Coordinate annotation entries
--- --- ---
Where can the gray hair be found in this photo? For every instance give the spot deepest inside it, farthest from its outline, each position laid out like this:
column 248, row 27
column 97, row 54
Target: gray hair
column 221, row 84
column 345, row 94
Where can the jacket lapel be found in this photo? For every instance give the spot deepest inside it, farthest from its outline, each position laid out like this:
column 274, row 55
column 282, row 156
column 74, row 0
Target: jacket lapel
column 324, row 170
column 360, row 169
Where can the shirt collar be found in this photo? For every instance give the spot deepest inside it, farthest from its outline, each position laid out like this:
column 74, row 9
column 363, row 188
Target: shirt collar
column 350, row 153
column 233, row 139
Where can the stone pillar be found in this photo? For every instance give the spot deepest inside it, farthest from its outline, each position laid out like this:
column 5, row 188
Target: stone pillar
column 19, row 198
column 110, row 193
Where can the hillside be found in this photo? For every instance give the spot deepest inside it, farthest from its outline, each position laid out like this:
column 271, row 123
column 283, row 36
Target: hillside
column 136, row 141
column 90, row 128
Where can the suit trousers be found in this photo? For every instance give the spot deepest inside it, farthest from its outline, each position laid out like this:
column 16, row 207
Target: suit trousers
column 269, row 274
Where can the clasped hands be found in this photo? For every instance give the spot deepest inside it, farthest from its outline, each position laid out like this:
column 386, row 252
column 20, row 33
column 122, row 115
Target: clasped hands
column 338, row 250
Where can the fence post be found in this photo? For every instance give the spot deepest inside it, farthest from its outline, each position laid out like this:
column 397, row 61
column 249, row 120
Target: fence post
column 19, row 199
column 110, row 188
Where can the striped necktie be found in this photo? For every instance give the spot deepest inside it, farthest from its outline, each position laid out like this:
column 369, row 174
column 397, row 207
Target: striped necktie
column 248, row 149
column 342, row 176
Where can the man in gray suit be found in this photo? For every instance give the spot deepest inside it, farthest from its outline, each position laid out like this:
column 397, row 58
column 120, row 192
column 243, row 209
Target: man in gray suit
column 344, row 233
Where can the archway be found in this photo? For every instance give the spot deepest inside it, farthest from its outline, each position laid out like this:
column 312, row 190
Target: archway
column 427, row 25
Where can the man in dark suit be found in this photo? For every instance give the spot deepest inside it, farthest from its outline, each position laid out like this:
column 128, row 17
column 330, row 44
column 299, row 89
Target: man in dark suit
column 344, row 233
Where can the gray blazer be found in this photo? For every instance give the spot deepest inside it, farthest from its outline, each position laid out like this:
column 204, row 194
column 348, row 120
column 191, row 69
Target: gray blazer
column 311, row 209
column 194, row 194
--- --- ---
* Exercise
Reproduce the entries word for word, starting from the very first line and stopping after the line that contains "column 360, row 169", with that line included.

* Response for this exercise
Where can the gray hair be found in this photo? For every instance give the spot deepest inside it, farthest from its outline, each position laid out like this:
column 248, row 27
column 97, row 54
Target: gray hair
column 221, row 84
column 345, row 94
Where can the jacket lapel be found in this photo? For every instance give the spot deepest inside it, farthest from its outline, each position laid out like this:
column 274, row 55
column 282, row 156
column 74, row 0
Target: jacket lapel
column 324, row 170
column 360, row 169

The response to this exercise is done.